• _ACTION ITEM 1_:
In the computer virus text below, rewrite the paragraph that begins "Sometimes, in an attempt to spread" as a short bulleted list that keeps its main facts.
• _ACTION ITEM 2_:
Carry on the computer virus text below, starting right after its final sentence.

The above list only a few types of a computer virus, but there are many more developed every day. It is best to research the types of computer virus you may have and do some research on any type of removal you can do, and always setup a computer virus protection.
What Does A Computer Virus Do?
A computer virus doesn’t act in one specific way. Its ultimate goal is to damage the device it’s implemented on, but can attack any technological device. Depending on the virus, a computer can be mildly affected or completely unusable.
Viruses are able to damage programs, delete or alter files on a computer, clear out a hard drive, and affect system performance. If a virus usually controlled by a hacker, ultimately used to gain access to your private information, passwords, bank numbers, and more.
Some viruses, like distributed denial of service Trojans, take over computers not to get to that specific device but to turn the device into part of a botnet for attacks on a larger scale. They spread, some coded that way, while others ultimately shared accidentally via emails or email attachments. Keeping up with antivirus software is critical to help get rid of any viruses, big or small, that your computer obtains.
Symptoms Of A Computer Virus
Just like a person starts sneezing or gets an itch in their throat with the common cold, your computer also experiences strange symptoms if it’s been infected. Keep an eye out for these indicators of a virus on your device.
You get a lot of pop-ups, both on your desktop and browsing the web.
Some popups are completely innocent. But if you notice a jump in frequency, think twice. These pop-ups claim to notify you of a breach in your computer security.
In reality, however, these pop-ups only offer an avenue for more malware to affect you. If you click them, they’ll take you to malicious websites or infect your device further.
You notice strange emails or messages sent from your accounts.
Sometimes, in an attempt to spread, viruses can send emails or messages to other people on your contact list. It’s possible you wouldn’t notice at first, since most people don’t check their “Sent” folders regularly. However, if someone tells you they received a strange message from you, check into it.
Your computer is incredibly slow.
Every device stops working sometime, and it’s no surprise that old computers start to slow down. But you know your computer, and you know how fast it can operate. If you’ve noticed a significant decrease in your computer’s response times, even when you only have a few programs open, it could mean you have a virus.

• _INFORMATION GIVEN_:
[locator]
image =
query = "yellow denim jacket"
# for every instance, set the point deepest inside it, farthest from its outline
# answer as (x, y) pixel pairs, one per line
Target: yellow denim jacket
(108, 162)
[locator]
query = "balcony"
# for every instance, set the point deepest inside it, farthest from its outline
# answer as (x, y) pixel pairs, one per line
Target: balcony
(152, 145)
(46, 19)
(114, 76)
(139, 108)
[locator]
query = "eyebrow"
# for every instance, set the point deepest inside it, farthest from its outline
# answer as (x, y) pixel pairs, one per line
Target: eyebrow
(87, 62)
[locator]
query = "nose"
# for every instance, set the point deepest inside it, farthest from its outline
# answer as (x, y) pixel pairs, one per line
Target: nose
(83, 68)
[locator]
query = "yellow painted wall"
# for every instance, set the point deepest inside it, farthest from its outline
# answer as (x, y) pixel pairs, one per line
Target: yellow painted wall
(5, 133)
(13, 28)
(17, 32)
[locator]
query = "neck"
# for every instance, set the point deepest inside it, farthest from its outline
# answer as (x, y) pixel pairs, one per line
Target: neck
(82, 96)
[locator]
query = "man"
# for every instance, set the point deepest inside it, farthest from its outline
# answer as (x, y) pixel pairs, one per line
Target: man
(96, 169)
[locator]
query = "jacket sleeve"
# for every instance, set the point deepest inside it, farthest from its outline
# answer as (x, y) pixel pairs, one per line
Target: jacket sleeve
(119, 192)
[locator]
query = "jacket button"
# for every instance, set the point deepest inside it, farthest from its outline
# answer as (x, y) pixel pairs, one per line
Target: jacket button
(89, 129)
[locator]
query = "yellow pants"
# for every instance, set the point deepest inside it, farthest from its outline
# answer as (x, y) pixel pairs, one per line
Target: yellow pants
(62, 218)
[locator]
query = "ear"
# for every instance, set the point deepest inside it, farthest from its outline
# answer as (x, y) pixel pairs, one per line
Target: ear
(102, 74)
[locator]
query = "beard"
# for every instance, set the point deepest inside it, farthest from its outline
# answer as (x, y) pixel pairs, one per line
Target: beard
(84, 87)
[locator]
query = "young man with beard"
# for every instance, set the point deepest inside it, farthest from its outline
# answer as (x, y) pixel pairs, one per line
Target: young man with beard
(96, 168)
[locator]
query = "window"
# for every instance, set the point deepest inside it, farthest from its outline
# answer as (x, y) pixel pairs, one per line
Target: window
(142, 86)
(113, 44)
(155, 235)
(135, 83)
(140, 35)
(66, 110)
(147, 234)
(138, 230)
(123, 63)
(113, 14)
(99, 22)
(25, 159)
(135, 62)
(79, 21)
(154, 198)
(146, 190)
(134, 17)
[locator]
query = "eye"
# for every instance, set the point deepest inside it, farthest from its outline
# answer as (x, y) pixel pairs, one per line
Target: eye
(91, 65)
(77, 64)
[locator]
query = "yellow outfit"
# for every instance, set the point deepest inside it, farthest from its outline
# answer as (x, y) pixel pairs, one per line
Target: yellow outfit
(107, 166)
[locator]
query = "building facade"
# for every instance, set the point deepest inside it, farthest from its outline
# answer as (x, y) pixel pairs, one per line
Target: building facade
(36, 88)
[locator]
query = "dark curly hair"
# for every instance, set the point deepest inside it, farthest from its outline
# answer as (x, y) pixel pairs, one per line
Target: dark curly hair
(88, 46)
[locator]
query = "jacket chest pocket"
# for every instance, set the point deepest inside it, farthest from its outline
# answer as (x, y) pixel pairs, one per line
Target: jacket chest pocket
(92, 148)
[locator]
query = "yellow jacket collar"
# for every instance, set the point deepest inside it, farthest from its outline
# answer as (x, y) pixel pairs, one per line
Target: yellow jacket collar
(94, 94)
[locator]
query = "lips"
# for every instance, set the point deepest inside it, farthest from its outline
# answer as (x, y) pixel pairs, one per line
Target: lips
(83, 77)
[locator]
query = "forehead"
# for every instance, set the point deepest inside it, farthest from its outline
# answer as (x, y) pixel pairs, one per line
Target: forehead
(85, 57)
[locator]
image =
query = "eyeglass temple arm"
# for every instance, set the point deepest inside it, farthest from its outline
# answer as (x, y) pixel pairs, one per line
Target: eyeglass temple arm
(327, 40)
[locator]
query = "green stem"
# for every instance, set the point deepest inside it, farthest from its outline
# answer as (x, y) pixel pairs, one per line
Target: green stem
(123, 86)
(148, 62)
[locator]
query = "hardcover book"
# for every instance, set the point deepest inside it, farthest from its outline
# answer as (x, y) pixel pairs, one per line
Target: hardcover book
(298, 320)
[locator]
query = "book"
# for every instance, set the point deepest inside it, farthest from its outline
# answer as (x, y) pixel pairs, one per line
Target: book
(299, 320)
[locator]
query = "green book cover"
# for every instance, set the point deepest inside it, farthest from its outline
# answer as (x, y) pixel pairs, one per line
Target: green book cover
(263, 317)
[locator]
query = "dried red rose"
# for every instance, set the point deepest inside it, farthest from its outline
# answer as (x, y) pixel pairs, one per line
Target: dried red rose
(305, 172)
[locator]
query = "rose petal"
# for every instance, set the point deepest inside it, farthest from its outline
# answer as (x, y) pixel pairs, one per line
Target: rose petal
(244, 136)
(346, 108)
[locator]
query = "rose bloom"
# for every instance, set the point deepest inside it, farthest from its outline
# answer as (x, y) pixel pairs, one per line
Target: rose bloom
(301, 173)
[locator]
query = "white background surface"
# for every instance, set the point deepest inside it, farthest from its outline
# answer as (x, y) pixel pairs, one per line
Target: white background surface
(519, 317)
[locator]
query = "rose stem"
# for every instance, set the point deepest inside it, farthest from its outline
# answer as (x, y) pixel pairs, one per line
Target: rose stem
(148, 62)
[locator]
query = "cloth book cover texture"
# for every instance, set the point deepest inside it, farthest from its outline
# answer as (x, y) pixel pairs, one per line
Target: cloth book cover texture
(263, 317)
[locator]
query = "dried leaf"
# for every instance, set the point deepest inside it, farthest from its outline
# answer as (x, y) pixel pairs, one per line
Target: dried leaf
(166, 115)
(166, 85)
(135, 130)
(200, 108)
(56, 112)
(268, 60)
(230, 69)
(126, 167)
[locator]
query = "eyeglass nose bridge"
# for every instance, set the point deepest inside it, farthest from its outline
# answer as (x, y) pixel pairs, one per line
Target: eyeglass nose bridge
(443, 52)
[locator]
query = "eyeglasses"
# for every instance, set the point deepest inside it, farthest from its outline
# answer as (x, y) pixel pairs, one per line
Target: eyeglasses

• _ANSWER SPACE 1_:
- Viruses sometimes send emails or messages to people on your contact list as a way to spread.
- You might not notice at first, because most people don't check their "Sent" folders often.
- If someone says they got a strange message from you, look into it.

• _ANSWER SPACE 2_:
Your computer crashes frequently or has the “blue screen of death.”
Again, no computer is perfect, but if your device starts to crash frequently, this is a red flag. Viruses can overload a computer’s system to the point of nonfunction. If you notice that your device seems to have no memory, this is another red flag. Run a virus scan with your security software to find out if that’s the issue.
Preventing Computer Viruses
When a virus infects your device or files, the results range from annoying to devastating. It depends on what kind of virus you have; your computer could just slow down or you could completely lose files for good. The best course of action to prevent a virus is to take the time to get antivirus software installed on your device. There are many free antivirus software programs available, or if you want stronger protection, there are paid plans that you can invest in. This serves as the first - and strongest - layer of defense against viruses. However, it's also important to keep basic Internet safety in mind. Avoid shady websites and only search on secure browsers. Don't click on links sent to you by unknown users on social media. These easy steps go a long way in preventing viruses from attacking your device.
Viruses are tricky. But avoiding them, along with other types of malware like computer worms, keyloggers, and Trojan horses, is possible. Getting computer virus protection is key; remain vigilant to protect yourself and your information. There are many software programs available to accomplish computer virus protection.